What you need to do
Show in full each line below that contains the word "grass".

(Data records)

++++++++++++++++++++

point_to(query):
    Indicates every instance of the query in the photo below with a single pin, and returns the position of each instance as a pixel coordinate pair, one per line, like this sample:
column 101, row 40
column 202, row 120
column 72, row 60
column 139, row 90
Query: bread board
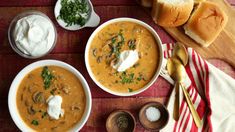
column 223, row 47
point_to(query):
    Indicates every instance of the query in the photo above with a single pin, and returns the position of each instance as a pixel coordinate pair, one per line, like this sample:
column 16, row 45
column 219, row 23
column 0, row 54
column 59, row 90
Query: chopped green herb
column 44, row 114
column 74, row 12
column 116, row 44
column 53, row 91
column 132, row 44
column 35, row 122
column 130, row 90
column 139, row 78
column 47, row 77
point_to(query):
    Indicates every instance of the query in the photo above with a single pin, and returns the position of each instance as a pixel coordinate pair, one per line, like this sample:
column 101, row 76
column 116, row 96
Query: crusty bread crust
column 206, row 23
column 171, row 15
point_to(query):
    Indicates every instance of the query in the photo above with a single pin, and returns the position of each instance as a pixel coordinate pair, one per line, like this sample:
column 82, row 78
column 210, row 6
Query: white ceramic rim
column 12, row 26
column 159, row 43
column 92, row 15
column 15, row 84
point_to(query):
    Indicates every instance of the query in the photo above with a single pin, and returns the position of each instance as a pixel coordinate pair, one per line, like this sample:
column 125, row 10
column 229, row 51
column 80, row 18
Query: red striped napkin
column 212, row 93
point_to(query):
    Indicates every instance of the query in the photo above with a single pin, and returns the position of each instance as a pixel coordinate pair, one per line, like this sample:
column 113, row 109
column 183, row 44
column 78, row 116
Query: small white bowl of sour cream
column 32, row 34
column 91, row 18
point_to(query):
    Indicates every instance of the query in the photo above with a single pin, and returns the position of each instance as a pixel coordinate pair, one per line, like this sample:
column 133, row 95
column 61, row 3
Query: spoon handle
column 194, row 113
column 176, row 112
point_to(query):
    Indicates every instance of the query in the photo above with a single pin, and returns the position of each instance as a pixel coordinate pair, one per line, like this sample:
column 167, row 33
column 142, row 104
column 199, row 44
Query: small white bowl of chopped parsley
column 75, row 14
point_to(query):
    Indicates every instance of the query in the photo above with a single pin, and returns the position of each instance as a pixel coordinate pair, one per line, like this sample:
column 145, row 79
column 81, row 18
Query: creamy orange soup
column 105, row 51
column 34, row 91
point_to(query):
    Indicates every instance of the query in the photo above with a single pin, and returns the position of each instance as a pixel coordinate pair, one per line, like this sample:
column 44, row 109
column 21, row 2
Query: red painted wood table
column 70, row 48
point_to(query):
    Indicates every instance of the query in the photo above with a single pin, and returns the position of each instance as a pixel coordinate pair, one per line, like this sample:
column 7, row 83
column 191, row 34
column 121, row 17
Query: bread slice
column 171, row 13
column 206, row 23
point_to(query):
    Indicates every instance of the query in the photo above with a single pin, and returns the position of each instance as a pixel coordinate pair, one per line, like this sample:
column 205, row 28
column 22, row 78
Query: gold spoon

++++++++++++++++++++

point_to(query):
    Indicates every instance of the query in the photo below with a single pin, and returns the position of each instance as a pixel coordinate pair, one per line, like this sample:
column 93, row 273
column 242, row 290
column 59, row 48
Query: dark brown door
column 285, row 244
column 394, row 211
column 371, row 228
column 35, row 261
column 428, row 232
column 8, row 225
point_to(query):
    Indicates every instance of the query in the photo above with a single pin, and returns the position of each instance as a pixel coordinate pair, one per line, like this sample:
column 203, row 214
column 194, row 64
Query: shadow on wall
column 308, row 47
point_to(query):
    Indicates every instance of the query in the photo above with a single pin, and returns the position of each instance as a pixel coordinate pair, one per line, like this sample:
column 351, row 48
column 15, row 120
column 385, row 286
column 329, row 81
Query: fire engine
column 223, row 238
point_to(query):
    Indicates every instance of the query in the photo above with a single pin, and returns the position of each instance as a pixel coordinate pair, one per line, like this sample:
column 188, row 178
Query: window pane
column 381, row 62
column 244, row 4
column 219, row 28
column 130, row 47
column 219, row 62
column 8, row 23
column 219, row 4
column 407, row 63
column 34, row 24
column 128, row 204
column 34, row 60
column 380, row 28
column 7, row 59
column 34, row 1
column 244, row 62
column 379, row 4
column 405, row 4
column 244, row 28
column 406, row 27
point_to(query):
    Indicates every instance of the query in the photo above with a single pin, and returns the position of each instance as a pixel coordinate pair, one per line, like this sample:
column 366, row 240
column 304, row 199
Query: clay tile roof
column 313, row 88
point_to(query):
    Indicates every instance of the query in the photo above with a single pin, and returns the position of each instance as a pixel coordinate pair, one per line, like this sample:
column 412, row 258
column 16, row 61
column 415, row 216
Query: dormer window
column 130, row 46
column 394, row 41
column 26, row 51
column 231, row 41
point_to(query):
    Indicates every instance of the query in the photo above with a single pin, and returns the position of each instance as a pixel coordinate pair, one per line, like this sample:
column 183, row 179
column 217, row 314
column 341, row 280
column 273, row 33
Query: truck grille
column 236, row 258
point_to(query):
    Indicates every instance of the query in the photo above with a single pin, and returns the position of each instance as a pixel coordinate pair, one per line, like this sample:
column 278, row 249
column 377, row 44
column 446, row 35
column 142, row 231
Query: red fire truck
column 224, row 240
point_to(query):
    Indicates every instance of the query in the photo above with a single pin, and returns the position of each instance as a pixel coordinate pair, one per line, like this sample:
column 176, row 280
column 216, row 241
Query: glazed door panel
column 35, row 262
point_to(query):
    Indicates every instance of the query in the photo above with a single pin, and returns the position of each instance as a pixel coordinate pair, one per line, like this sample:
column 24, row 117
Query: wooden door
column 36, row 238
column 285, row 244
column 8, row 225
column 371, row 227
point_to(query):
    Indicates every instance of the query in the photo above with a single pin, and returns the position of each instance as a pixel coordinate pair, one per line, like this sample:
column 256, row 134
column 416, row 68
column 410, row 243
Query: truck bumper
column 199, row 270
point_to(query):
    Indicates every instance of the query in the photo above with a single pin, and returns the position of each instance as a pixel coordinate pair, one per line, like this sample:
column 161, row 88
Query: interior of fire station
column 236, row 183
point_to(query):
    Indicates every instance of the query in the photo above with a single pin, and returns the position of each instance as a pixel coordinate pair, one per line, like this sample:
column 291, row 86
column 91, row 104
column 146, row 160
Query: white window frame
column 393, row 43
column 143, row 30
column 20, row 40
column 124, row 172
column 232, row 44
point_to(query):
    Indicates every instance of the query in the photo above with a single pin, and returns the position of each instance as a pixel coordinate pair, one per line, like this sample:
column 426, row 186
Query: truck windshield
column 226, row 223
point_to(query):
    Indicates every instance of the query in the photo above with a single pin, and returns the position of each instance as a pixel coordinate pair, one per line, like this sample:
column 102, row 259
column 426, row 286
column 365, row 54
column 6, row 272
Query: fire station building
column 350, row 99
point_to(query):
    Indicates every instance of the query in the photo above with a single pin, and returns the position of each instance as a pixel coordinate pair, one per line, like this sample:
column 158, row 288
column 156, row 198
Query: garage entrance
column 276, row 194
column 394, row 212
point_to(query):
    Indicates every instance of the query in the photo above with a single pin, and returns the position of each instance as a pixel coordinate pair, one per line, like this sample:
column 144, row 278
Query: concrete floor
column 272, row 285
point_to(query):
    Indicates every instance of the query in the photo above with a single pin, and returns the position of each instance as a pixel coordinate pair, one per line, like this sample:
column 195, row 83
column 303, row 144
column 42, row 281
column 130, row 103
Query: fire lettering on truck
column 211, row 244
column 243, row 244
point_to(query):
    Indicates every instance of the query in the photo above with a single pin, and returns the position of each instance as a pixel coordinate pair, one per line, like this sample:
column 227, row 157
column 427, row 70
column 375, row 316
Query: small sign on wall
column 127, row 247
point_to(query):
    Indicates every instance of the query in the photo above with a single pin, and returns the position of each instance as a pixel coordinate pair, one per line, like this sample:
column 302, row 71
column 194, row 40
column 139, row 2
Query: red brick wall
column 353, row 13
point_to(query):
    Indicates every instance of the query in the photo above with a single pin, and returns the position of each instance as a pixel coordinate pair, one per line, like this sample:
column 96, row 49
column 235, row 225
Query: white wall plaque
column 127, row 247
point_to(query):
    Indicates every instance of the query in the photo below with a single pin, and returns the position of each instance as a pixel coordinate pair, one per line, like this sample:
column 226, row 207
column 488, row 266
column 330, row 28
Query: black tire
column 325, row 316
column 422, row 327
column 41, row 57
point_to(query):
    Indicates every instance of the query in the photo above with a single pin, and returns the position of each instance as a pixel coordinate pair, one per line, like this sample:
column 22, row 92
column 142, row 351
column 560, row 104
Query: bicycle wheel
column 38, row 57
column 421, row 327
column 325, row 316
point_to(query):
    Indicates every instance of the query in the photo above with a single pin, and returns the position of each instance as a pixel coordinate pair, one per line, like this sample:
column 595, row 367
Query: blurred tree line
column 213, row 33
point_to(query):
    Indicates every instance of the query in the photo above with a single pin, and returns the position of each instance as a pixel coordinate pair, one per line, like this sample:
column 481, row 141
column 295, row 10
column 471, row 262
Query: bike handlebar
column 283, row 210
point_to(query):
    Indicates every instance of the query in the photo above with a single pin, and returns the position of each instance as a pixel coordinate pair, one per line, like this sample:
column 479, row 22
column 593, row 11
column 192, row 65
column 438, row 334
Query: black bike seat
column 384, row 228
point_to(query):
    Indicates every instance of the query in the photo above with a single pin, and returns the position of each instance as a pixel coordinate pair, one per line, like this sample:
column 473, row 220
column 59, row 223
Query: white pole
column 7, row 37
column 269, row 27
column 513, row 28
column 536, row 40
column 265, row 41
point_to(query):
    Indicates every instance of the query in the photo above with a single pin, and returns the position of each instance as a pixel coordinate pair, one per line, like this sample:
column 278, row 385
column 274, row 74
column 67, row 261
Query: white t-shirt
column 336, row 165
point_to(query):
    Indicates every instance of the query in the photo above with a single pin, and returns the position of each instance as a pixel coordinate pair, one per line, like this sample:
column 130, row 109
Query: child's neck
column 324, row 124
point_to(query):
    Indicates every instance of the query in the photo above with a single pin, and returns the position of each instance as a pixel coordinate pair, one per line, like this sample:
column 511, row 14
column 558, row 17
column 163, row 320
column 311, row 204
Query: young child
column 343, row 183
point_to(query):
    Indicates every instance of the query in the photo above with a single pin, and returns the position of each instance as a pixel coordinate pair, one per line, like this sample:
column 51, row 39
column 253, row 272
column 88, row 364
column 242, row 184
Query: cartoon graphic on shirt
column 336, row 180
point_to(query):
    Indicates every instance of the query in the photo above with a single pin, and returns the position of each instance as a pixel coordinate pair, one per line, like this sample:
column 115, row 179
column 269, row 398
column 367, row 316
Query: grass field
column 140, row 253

++++++++++++++++++++

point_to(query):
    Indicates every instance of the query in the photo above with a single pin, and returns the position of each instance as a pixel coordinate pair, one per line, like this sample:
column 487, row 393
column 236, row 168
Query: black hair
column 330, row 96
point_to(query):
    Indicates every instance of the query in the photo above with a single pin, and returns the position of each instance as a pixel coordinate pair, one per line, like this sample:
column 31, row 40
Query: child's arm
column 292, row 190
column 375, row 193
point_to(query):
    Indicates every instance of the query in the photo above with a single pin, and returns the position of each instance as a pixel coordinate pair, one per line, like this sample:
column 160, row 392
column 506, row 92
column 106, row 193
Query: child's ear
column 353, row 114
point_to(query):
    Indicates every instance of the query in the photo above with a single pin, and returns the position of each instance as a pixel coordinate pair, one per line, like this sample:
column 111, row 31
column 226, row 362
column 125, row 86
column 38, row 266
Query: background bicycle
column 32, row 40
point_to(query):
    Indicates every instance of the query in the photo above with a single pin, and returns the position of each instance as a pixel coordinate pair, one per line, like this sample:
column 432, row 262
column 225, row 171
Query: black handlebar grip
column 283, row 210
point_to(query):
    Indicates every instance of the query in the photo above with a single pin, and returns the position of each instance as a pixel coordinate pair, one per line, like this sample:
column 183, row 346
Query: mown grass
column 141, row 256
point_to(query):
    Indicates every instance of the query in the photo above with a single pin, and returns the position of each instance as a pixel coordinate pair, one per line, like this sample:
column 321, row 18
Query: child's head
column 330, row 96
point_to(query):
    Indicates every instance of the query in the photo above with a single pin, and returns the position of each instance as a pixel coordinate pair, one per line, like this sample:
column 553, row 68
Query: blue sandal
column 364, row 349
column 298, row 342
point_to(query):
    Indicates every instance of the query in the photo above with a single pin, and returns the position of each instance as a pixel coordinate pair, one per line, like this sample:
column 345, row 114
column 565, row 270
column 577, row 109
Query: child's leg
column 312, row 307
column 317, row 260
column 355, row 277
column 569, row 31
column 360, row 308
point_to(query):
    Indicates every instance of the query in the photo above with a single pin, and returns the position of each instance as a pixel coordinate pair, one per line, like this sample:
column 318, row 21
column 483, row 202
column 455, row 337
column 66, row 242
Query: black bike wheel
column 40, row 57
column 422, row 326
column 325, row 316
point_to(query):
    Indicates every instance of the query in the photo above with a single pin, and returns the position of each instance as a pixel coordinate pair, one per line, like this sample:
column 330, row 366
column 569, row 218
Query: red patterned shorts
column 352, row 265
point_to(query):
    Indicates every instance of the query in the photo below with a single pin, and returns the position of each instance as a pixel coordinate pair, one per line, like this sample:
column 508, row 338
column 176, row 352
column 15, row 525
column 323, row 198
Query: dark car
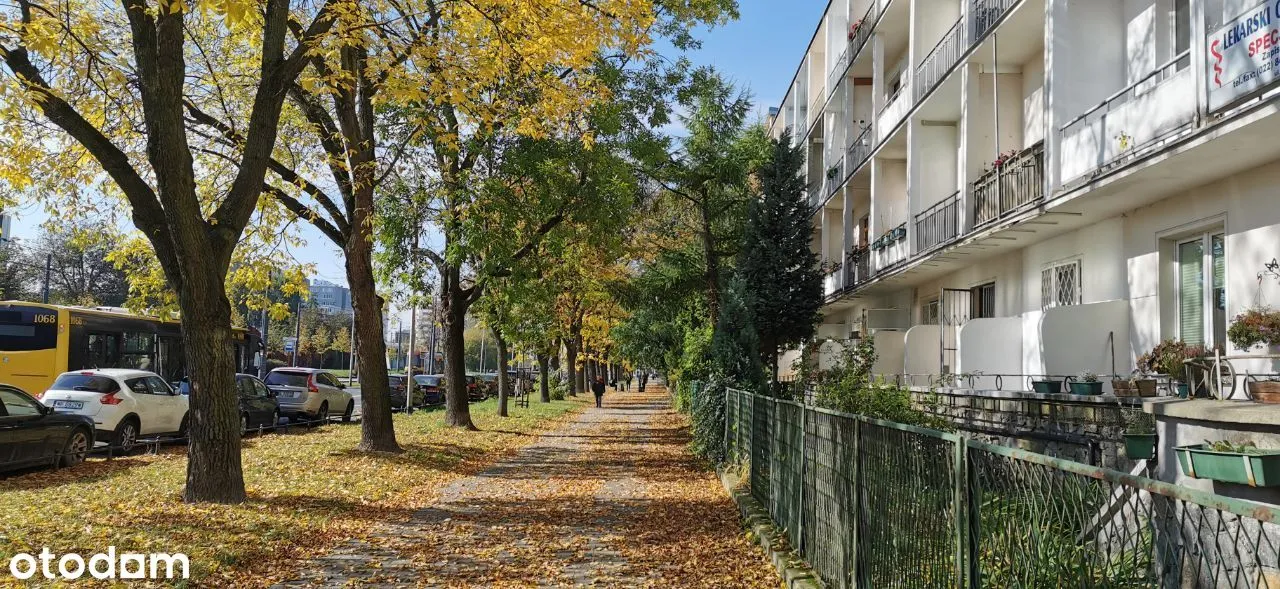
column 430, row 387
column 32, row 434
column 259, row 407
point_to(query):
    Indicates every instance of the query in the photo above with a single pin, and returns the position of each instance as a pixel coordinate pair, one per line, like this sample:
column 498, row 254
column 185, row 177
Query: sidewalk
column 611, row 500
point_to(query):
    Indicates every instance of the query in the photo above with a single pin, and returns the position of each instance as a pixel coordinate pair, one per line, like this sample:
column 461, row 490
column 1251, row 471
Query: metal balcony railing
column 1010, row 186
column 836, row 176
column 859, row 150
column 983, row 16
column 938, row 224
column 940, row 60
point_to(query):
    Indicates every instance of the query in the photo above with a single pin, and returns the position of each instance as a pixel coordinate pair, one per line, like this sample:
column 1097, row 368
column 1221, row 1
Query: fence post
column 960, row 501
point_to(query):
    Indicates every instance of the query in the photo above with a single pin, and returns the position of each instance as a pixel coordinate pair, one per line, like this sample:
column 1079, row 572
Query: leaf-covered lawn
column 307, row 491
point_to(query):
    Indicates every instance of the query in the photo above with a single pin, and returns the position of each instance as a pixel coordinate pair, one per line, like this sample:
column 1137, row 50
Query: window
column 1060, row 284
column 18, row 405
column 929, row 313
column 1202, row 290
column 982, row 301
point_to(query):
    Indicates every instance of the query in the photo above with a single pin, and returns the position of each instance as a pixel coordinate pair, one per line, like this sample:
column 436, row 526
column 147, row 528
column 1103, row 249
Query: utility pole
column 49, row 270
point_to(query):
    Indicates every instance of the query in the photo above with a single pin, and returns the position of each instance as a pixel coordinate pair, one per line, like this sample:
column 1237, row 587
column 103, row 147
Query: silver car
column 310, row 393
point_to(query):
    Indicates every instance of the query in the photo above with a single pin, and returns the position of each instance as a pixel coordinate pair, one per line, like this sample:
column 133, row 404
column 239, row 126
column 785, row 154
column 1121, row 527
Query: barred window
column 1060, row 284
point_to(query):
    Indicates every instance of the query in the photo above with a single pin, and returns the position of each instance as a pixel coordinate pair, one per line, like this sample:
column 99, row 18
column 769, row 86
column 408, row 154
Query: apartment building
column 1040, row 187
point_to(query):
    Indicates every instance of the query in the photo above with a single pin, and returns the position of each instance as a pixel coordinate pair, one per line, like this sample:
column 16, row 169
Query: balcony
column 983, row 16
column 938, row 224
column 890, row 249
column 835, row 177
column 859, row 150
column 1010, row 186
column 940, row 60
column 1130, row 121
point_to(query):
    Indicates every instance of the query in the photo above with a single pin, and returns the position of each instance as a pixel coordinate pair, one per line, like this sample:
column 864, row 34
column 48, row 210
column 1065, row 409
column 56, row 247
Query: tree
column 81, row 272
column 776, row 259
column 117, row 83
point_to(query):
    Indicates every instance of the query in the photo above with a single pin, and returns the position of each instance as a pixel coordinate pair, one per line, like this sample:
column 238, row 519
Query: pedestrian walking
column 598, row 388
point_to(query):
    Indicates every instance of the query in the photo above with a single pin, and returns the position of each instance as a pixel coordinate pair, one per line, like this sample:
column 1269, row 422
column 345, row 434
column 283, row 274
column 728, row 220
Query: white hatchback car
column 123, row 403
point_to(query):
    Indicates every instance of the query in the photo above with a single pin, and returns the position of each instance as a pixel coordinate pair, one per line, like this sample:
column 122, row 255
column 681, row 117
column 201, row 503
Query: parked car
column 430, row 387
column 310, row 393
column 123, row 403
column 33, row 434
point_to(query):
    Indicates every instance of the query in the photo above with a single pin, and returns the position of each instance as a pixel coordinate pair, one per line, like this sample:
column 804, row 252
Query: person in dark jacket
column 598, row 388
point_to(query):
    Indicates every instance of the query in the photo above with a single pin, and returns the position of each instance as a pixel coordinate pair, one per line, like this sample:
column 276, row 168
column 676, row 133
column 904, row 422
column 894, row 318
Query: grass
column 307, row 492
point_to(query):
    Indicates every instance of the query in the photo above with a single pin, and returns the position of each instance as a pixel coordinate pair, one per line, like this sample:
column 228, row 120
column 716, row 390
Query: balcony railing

++++++++++++++++++++

Task output
Query: grass field
Query: mown grass
Query: grass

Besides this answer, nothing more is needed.